Exercise input>
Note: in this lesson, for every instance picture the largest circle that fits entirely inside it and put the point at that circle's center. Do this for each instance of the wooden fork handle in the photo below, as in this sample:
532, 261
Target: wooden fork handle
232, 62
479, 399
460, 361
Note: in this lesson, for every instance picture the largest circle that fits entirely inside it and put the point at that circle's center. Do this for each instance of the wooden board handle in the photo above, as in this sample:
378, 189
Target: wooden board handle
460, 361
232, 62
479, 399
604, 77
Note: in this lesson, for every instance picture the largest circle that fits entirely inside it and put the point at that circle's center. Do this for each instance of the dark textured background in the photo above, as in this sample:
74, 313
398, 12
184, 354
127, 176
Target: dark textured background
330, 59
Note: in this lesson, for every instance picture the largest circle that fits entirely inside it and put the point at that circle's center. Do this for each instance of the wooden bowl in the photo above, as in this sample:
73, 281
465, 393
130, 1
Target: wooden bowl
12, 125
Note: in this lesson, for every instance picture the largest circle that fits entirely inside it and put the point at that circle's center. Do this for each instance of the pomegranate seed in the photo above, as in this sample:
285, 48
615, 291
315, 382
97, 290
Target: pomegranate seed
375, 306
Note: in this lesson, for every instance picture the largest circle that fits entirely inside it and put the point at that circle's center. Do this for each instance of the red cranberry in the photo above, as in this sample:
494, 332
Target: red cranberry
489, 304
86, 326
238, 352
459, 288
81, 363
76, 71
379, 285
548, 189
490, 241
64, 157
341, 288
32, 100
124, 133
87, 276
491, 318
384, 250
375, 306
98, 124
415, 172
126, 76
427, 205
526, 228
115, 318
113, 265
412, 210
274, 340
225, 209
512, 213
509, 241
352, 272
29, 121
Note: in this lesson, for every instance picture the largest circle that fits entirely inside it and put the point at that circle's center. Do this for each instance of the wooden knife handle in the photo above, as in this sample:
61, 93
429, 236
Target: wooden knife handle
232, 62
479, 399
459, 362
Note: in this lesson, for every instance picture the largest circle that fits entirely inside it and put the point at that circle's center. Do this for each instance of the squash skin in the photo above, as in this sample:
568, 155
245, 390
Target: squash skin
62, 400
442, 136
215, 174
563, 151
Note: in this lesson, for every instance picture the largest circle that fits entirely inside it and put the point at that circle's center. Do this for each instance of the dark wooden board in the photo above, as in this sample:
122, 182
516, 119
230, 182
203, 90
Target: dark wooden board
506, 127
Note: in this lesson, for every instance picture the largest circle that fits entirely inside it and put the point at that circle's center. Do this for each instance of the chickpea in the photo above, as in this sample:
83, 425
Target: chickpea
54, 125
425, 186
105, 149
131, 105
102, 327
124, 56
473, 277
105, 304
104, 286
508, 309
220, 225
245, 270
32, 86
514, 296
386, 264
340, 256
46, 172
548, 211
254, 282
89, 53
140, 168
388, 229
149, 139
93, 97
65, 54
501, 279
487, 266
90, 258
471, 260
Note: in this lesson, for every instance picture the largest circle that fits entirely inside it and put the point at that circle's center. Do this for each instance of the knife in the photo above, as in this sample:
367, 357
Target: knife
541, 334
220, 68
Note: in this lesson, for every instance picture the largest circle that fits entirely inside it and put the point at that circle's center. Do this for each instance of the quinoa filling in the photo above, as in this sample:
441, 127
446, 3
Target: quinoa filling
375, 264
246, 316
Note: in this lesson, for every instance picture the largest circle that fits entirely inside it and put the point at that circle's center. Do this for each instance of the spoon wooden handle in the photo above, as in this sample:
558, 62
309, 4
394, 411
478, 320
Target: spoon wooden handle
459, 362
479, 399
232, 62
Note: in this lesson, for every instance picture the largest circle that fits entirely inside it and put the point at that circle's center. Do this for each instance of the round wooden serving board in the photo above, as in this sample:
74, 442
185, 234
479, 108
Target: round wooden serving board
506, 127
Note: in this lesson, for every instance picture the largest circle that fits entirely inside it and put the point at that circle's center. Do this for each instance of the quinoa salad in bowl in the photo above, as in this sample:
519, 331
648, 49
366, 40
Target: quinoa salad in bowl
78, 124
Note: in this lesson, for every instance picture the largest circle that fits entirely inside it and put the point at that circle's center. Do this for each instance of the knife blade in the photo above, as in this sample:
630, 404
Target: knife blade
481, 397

Work to be completed> Send back the complete listing, identical to the original in every line.

Task answer>
Note: in this lesson, for every instance picture the largest circle that fits entirely inside it and put the point at that circle's center. Do this for each instance of the wooden fork handle in the photo below, as in this sample:
532, 261
Target: wooden fork handle
232, 62
479, 399
460, 361
Note: in this lesson, for every instance picture the largest circle that fits entirely inside it and put the point at that circle's center. Do this for each instance of the wooden board handle in the photo above, as in this sample:
378, 189
Target: wooden board handle
460, 361
232, 62
479, 399
604, 77
Note: in this lesson, for every instance picture the largest circle that fits entirely inside it and put the point at that circle's center. Do this for each instance of the dark textured background in the photo above, as in this sample:
74, 313
398, 12
184, 354
127, 176
Target: dark textured background
330, 59
Note: in this lesson, for every instance picture the largest circle that fits entirely inside it and put the point at that circle's center. Do this for each instance of the wooden bowl in the photo above, as in this sample:
73, 281
465, 393
130, 1
Target: wooden bowl
12, 125
Note: in this lesson, for every instance picture the largest circle that fits entirely inside it and put the point at that circle's center. Do this for each instance of the pomegranate seed in the photo above, as in this sample:
285, 48
615, 291
315, 382
97, 290
Target: pomegranate seed
375, 306
Note: in this lesson, for every instance picture the largest circle that fits entirely inside it and put the point at that circle's center. Do this for each instance of the red cranberry in the photo above, as in this sample:
494, 332
Target: red cranberry
489, 304
86, 326
238, 352
459, 288
81, 363
76, 71
379, 285
548, 189
490, 241
64, 157
341, 288
32, 100
124, 133
87, 276
491, 318
384, 250
375, 306
98, 124
415, 172
126, 76
427, 205
526, 228
115, 318
113, 265
412, 210
274, 340
225, 209
512, 213
509, 241
352, 272
29, 121
Note: in this lesson, for every instance picture the largest circle that fits entirely inside it and put the point at that circle's center. Do this for each instance of the wooden knife handle in the photo above, as in this sample:
61, 93
429, 236
Target: wooden knife handle
232, 62
479, 399
459, 362
Note: in this lesson, for every instance picture the largest circle that fits entirely inside it and put the point at that circle's center. Do this for each instance of the squash skin in the photo above, as in this sample:
568, 155
245, 390
Target: squash skin
62, 400
442, 136
215, 174
563, 151
Note: in this lesson, for every instance picture the largest circle that fits entirely inside it and put the point at that circle's center. Do this for each instance of the dark wooden board in the photo above, as in this sample:
122, 182
516, 119
230, 182
203, 90
Target: dark wooden board
506, 127
Note: in this lesson, for every instance picture the largest circle that fits entirely inside it and put the point at that circle's center. Do this for each instance of the chickpea in the photo above, as in this sample:
83, 425
Target: chickpea
54, 125
425, 186
105, 149
131, 105
102, 327
124, 56
473, 277
105, 304
104, 286
508, 309
220, 225
245, 270
32, 86
514, 296
386, 264
340, 256
46, 172
548, 211
254, 282
89, 53
140, 168
388, 229
149, 139
93, 97
65, 54
501, 279
487, 266
90, 258
471, 260
Note: in this lesson, for every instance picture the largest circle that fits entirely inside it and put the point at that circle's center. Do this for each instance of the knife in the photo above, as in this sample:
367, 357
Target: knife
541, 334
220, 68
Note: in this lesson, for every instance picture the largest circle that fits entirely inside it and put the point at that circle's center. Do this for each instance of the quinoa filling in the photo above, as in this sample:
441, 127
446, 3
Target: quinoa filling
375, 264
246, 316
Note: in this lesson, for every instance picture the largest circle that fits entirely inside it and put the point at that circle's center. Do this for each instance of the spoon wooden handle in the photo above, as in this sample:
558, 62
309, 4
394, 411
478, 320
Target: spoon wooden handle
459, 362
479, 399
232, 62
Note: in this lesson, for every instance picture the largest circle that fits entirely inside it and put the point at that circle's center. Do this for each instance of the round wooden serving board in the photo above, as in this sample:
74, 442
185, 234
479, 108
Target: round wooden serving board
506, 127
Note: in this lesson, for every instance picture the largest circle that fits entirely inside it and put the point at that circle's center. Do this for each instance of the quinoa salad in bowl in the photo above, as in this sample:
519, 331
648, 49
366, 40
Target: quinoa salad in bowl
78, 124
Note: in this lesson, for every instance picture the largest circle that fits entirely inside it and put the point at that circle's center. Do this for each instance of the knife blade in the photo above, as in this sample:
630, 404
Target: knife blade
481, 397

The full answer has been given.